■ Task requirements
Repeat every record below exactly, omitting any pictures.

********

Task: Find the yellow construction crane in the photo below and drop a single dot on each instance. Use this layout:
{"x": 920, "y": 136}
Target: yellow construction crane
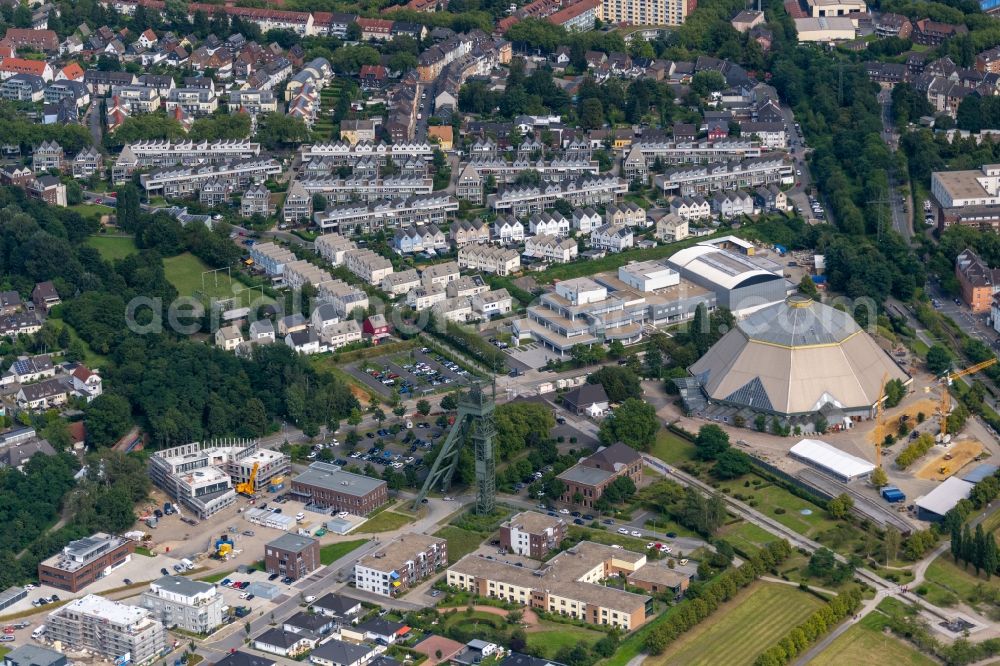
{"x": 249, "y": 488}
{"x": 951, "y": 377}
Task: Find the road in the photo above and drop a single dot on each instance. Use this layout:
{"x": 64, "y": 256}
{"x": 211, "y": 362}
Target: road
{"x": 900, "y": 208}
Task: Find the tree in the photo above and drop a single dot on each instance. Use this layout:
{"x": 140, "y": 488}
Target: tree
{"x": 711, "y": 441}
{"x": 808, "y": 288}
{"x": 108, "y": 417}
{"x": 879, "y": 478}
{"x": 840, "y": 506}
{"x": 938, "y": 359}
{"x": 634, "y": 423}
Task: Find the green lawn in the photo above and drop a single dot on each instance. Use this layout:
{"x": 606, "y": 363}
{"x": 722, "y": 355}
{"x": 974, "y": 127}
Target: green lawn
{"x": 460, "y": 542}
{"x": 945, "y": 579}
{"x": 554, "y": 636}
{"x": 385, "y": 521}
{"x": 863, "y": 644}
{"x": 332, "y": 552}
{"x": 741, "y": 629}
{"x": 113, "y": 247}
{"x": 747, "y": 536}
{"x": 671, "y": 448}
{"x": 191, "y": 276}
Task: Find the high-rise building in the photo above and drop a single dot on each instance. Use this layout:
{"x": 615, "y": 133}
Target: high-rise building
{"x": 648, "y": 12}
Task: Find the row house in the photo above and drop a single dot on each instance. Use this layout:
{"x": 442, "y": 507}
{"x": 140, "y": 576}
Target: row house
{"x": 256, "y": 201}
{"x": 425, "y": 238}
{"x": 368, "y": 265}
{"x": 356, "y": 218}
{"x": 489, "y": 259}
{"x": 548, "y": 224}
{"x": 732, "y": 204}
{"x": 88, "y": 162}
{"x": 195, "y": 101}
{"x": 252, "y": 101}
{"x": 586, "y": 191}
{"x": 398, "y": 284}
{"x": 298, "y": 204}
{"x": 493, "y": 303}
{"x": 691, "y": 208}
{"x": 586, "y": 220}
{"x": 439, "y": 275}
{"x": 508, "y": 229}
{"x": 612, "y": 238}
{"x": 464, "y": 232}
{"x": 333, "y": 247}
{"x": 23, "y": 88}
{"x": 185, "y": 181}
{"x": 344, "y": 297}
{"x": 551, "y": 249}
{"x": 75, "y": 91}
{"x": 726, "y": 176}
{"x": 628, "y": 213}
{"x": 470, "y": 185}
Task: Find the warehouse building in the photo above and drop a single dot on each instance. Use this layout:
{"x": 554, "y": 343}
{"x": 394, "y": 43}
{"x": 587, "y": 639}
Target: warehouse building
{"x": 831, "y": 460}
{"x": 943, "y": 499}
{"x": 798, "y": 360}
{"x": 330, "y": 487}
{"x": 741, "y": 282}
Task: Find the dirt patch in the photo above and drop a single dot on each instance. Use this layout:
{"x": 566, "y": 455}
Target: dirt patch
{"x": 926, "y": 405}
{"x": 959, "y": 455}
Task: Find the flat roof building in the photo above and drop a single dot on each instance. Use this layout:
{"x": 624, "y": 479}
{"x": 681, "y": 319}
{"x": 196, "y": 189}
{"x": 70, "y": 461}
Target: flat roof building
{"x": 84, "y": 561}
{"x": 292, "y": 555}
{"x": 108, "y": 629}
{"x": 329, "y": 486}
{"x": 392, "y": 570}
{"x": 568, "y": 584}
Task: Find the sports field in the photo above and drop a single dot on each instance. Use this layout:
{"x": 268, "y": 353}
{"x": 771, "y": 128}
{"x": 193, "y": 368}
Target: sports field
{"x": 193, "y": 277}
{"x": 113, "y": 247}
{"x": 741, "y": 629}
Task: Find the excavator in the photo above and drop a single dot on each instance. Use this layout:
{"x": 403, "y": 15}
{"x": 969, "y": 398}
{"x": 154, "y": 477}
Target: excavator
{"x": 249, "y": 487}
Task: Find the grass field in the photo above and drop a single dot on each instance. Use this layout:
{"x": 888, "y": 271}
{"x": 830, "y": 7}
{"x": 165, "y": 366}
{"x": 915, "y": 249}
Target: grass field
{"x": 554, "y": 636}
{"x": 747, "y": 536}
{"x": 386, "y": 521}
{"x": 189, "y": 275}
{"x": 945, "y": 579}
{"x": 741, "y": 629}
{"x": 113, "y": 247}
{"x": 865, "y": 643}
{"x": 460, "y": 542}
{"x": 671, "y": 448}
{"x": 332, "y": 552}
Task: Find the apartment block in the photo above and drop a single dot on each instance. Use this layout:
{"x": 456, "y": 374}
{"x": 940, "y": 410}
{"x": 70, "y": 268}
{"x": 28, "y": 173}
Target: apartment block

********

■ Problem solution
Task: Find the yellow construction crane in the photo below and drop a single dot on each instance. Use this layout:
{"x": 920, "y": 136}
Target: yellow construction crane
{"x": 249, "y": 488}
{"x": 951, "y": 377}
Task: Find the road in the photo above and drop a single dot on each instance. Use this layout:
{"x": 64, "y": 256}
{"x": 211, "y": 362}
Target: road
{"x": 900, "y": 208}
Task: Find the tree in the photo above and drop a single dot on each instance. Use this layout:
{"x": 140, "y": 488}
Target: tree
{"x": 711, "y": 441}
{"x": 808, "y": 288}
{"x": 108, "y": 417}
{"x": 879, "y": 478}
{"x": 840, "y": 506}
{"x": 938, "y": 359}
{"x": 634, "y": 423}
Task: Find the green lawn in the photo above and drop a single dot on each instance. Use this layout:
{"x": 606, "y": 363}
{"x": 722, "y": 355}
{"x": 974, "y": 127}
Target: green lawn
{"x": 460, "y": 542}
{"x": 945, "y": 579}
{"x": 554, "y": 636}
{"x": 385, "y": 521}
{"x": 863, "y": 644}
{"x": 332, "y": 552}
{"x": 741, "y": 629}
{"x": 113, "y": 247}
{"x": 747, "y": 536}
{"x": 671, "y": 448}
{"x": 191, "y": 276}
Task: Find the high-rise building in the photo above and drop a single dot on each instance. Use this layout:
{"x": 615, "y": 133}
Target: high-rise building
{"x": 648, "y": 12}
Task: Find the row house in the photo above and drop a single dot on each instance. Use this layout:
{"x": 442, "y": 507}
{"x": 140, "y": 576}
Target: row house
{"x": 256, "y": 201}
{"x": 425, "y": 238}
{"x": 368, "y": 265}
{"x": 356, "y": 218}
{"x": 489, "y": 259}
{"x": 548, "y": 224}
{"x": 732, "y": 204}
{"x": 88, "y": 162}
{"x": 195, "y": 101}
{"x": 252, "y": 101}
{"x": 586, "y": 191}
{"x": 398, "y": 284}
{"x": 298, "y": 204}
{"x": 493, "y": 303}
{"x": 691, "y": 208}
{"x": 586, "y": 220}
{"x": 439, "y": 275}
{"x": 508, "y": 229}
{"x": 612, "y": 238}
{"x": 464, "y": 232}
{"x": 333, "y": 247}
{"x": 23, "y": 88}
{"x": 185, "y": 181}
{"x": 344, "y": 297}
{"x": 551, "y": 249}
{"x": 75, "y": 91}
{"x": 726, "y": 176}
{"x": 628, "y": 213}
{"x": 470, "y": 185}
Task: Find the warehouse building in the photo above and drop a single dot on each instance. Use this layout:
{"x": 554, "y": 343}
{"x": 394, "y": 43}
{"x": 587, "y": 639}
Target: warehouse building
{"x": 831, "y": 460}
{"x": 943, "y": 499}
{"x": 798, "y": 360}
{"x": 330, "y": 487}
{"x": 741, "y": 282}
Task: Find the dirt patch in the photo above and drop a single dot on each instance. Use this layout:
{"x": 566, "y": 455}
Target: dirt patch
{"x": 926, "y": 405}
{"x": 959, "y": 455}
Task: Find the flat roof building in the photo above and drop a single dot on each instance. Use this layout:
{"x": 624, "y": 479}
{"x": 681, "y": 319}
{"x": 196, "y": 189}
{"x": 70, "y": 461}
Target: flat roof building
{"x": 84, "y": 561}
{"x": 292, "y": 555}
{"x": 108, "y": 629}
{"x": 329, "y": 486}
{"x": 392, "y": 570}
{"x": 568, "y": 584}
Task: Find the sports field in the photo above and drop a single dot on each instance. Use this layout:
{"x": 268, "y": 353}
{"x": 771, "y": 128}
{"x": 193, "y": 368}
Target: sports field
{"x": 193, "y": 277}
{"x": 113, "y": 247}
{"x": 741, "y": 629}
Task: Find the excavator in the photo above and drop a single dot on each instance. Use this layout:
{"x": 403, "y": 15}
{"x": 969, "y": 398}
{"x": 154, "y": 477}
Target: excavator
{"x": 249, "y": 487}
Task: Find the grass field in the photo above and drop a single dot on each instance. Use this layout:
{"x": 888, "y": 271}
{"x": 830, "y": 7}
{"x": 165, "y": 366}
{"x": 915, "y": 249}
Target: grass field
{"x": 554, "y": 636}
{"x": 747, "y": 536}
{"x": 386, "y": 521}
{"x": 189, "y": 275}
{"x": 945, "y": 579}
{"x": 741, "y": 629}
{"x": 113, "y": 247}
{"x": 865, "y": 643}
{"x": 460, "y": 542}
{"x": 671, "y": 448}
{"x": 332, "y": 552}
Task: Find the apartment block in the photo above and drop a single dot on each instance. Use this layout:
{"x": 456, "y": 374}
{"x": 940, "y": 410}
{"x": 70, "y": 268}
{"x": 28, "y": 173}
Target: apartment block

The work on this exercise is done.